● **TASK TO CARRY OUT**
Please pick up the account below of Phil Collen replacing Pete Willis in Def Leppard and carry it on from its last sentence.

● **PASSAGE TO READ**
* START *
Def Leppard were well into the recording of third album Pyromania when they decided co-founding guitarist Pete Willis would have to go.

His drinking problem had become exacerbated to the point that, while tracking the song “Stagefright,” he was incapable of playing. Producer Mutt Lange refused to work with him any longer. Willis was sent home from London to Sheffield to sort himself out – but the rest of his bandmates had already decided they didn’t want him to return.

Singer Joe Elliott drew the short straw of breaking the news, after having previous experience in firing Tony Kenning, Pete Martin and Frank Stuart-Brown. The frontman called Willis on July 10, 1982, but the guitarist asked for a meeting to clarify matters. That took place the following day, with the guitarist’s departure confirmed. “He was nice about it,” said Willis of Elliott’s call in the 1987 band biography Animal Instinct. “I said I wanted to come down and talk about it. I didn’t want to change their minds as much as ask why – although deep down, I knew why.”

Def Leppard already had their replacement lined up. In fact, they’d invited guitarist Phil Collen to leave his glam-metal band Girl the previous year, since the thought of removing Willis had already occurred to them. Collen said no in 1981, but he wasn’t going to say no again. Elliott had called him after getting off the phone with Willis, inviting him to a meeting on July 12.

Collen was well-known in the Def Leppard camp. He’d jammed with them on a number of occasions, and he was fondly regarded after sending them a congratulatory telegram in April 1980, when they made a triumphant headline performance at London’s Lyceum Theatre. During the band’s 1981 tour with Ozzy Osbourne, Elliott had half-jokingly asked him, “Can you learn 16 songs in four days?” But the idea hadn’t gone any further until he was asked to attend a meeting at the London home of the band's manager Peter Mench.

The event itself was memorable for Collen’s car having broken down outside the house. Instead of beginning the meeting, Elliott went outside to help repair it, and the pair accidentally started it up in reverse, nearly sending the vehicle through Mench’s window. Agreeing to a trial period, Collen was asked to contribute to the ongoing Pyromania sessions. “The plan was for Phil to hang around the studio and put down lead guitar parts on a handful of tracks, just to see if the chemistry was right," the band recalled in Animal Instinct. "Mensch figured there would be plenty of time to repair any damage if Phil didn't work out.

“Phil received tapes of a few unfinished tracks to cook up some solo ideas for them. One of the songs, ironically, was ‘Stagefright,’ which had already been Pete’s undoing. The day after his first meeting with Def Leppard, Phil arrived at Battery Studios and told Mutt that he’d worked up a little something for ‘Stagefright.’ Phil played the solo, cut it in one take and dropped in a couple of extra notes on another go-round. That was it – Phil Collen was a member of Def Leppard.”
* END *
● **EXTRACTED DATA**
* START *
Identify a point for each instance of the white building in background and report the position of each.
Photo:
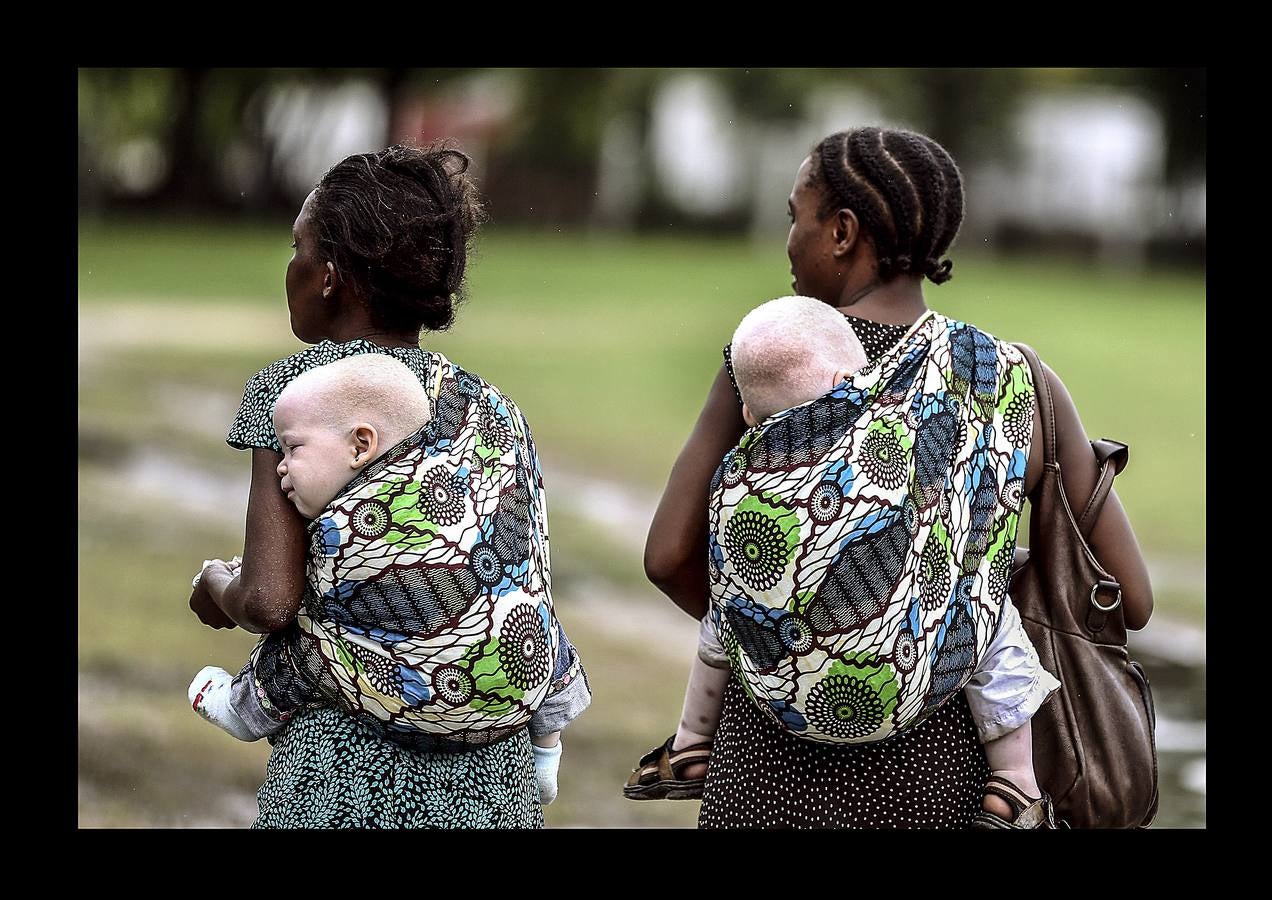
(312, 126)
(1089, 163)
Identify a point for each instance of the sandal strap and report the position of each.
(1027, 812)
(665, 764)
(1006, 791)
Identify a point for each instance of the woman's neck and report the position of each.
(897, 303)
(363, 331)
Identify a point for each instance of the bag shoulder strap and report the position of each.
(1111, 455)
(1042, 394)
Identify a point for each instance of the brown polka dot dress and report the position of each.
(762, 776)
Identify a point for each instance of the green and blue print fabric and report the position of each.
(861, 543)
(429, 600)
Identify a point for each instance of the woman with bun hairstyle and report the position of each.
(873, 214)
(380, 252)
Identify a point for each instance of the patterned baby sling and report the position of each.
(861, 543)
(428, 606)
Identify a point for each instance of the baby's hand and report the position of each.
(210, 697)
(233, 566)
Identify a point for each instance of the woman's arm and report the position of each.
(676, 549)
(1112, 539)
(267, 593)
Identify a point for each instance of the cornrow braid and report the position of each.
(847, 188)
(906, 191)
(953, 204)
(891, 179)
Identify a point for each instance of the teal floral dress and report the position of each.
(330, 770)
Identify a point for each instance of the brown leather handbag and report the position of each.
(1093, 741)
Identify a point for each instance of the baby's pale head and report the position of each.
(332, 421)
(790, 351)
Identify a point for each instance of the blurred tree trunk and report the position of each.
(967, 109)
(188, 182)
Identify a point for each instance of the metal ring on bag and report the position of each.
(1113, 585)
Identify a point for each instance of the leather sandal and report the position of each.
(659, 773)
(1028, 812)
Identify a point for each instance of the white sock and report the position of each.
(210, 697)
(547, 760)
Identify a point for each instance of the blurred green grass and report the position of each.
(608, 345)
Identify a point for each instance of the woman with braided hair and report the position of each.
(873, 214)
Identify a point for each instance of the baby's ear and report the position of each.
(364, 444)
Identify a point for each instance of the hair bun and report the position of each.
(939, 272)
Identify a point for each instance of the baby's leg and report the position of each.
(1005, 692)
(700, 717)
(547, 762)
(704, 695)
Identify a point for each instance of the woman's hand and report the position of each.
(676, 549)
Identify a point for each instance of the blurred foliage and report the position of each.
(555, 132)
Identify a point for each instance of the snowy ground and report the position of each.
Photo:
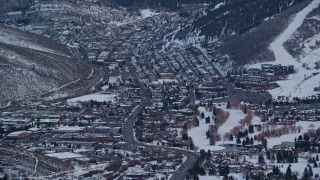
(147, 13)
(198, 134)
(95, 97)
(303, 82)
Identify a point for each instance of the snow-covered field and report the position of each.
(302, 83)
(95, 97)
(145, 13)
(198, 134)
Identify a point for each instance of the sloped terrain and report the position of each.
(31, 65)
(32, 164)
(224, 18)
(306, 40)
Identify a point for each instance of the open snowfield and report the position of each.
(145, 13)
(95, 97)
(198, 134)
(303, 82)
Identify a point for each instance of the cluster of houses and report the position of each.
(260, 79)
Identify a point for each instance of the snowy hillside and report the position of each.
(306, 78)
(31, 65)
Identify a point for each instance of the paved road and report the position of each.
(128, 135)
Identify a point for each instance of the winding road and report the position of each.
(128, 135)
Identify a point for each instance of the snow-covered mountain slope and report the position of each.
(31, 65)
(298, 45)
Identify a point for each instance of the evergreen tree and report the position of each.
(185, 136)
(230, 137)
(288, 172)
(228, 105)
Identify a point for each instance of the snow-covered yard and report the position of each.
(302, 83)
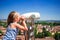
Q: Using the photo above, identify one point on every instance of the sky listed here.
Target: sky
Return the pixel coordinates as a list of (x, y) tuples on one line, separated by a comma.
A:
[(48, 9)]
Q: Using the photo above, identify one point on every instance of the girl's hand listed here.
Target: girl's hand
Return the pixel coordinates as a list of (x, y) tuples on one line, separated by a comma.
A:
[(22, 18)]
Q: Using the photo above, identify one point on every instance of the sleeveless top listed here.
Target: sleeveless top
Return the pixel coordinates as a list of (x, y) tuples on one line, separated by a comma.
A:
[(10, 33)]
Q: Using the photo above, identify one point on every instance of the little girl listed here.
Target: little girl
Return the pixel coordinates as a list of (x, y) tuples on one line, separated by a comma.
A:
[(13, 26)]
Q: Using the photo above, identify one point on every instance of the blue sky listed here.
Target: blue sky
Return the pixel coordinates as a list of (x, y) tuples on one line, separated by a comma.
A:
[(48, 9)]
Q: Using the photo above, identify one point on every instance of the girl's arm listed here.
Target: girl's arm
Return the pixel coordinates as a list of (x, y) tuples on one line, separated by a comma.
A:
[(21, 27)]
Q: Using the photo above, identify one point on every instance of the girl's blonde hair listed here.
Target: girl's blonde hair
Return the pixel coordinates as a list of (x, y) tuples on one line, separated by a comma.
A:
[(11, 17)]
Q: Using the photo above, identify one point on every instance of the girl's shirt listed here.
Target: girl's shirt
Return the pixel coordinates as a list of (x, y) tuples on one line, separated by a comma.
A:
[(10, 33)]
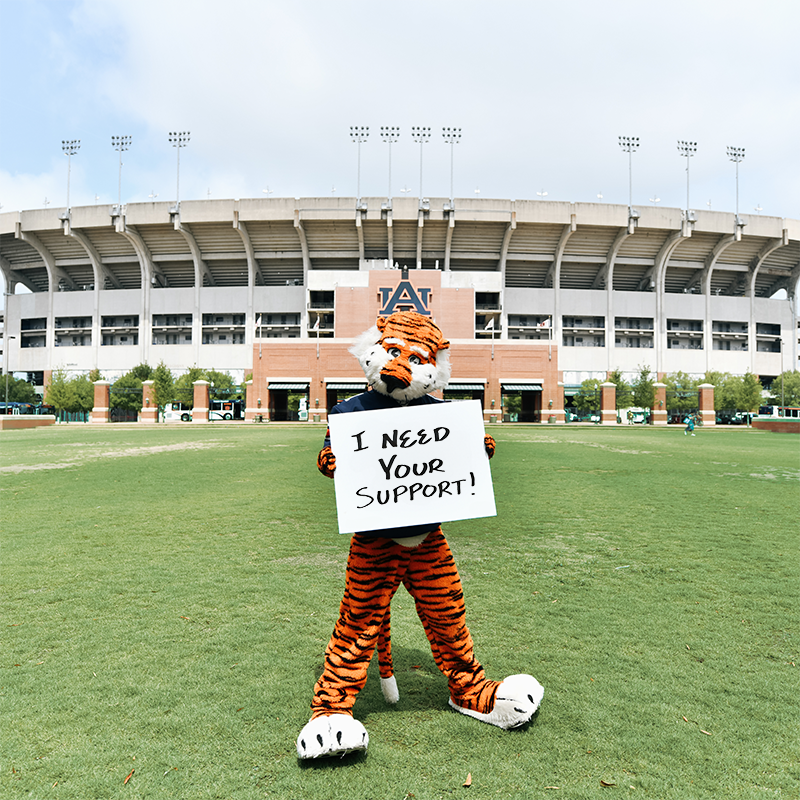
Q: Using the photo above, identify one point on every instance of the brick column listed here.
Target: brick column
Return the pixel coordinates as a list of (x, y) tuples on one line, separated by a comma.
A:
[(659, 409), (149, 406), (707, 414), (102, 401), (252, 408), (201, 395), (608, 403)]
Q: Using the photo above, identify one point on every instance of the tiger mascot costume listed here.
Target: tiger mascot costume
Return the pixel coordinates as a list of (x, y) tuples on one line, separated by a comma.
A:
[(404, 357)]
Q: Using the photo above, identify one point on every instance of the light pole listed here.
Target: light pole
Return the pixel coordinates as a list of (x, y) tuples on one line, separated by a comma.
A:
* END *
● **EXPECTED OUTPUT**
Asked when he felt he’d become part of the band machine, Collen told Ultimate Classic Rock in 2013, “That first day, actually, because I actually changed the dynamic. Steve and Pete played a certain way, and I played a way more aggressive and flashy style. It seemed to click straight away. Everyone kind of reacted to it positively, so I actually felt really good straight off the bat. None of us were aware any of this thing was going to happen or explode like it did, so we were kind of shocked, pleasantly. It was just an amazing, exciting period."

Collen and Clark soon developed their distinct double-attack approach that came to define the Def Leppard sound as they secured worldwide success with 1987's classic Hysteria, leading to the pair becoming known as the Terror Twins. In the mid-'80s, Collen gave up drinking after becoming addicted himself, became vegan and adopted a bare-chested stage.

The Londoner recalled in 2015 how easy it had felt to fit in with the Sheffield group, telling Metal Talk: “When I met Joe we had the same record collection – Bowie, T. Rex, Roxy Music, Zeppelin, the Pistols. It was really a complete thing.”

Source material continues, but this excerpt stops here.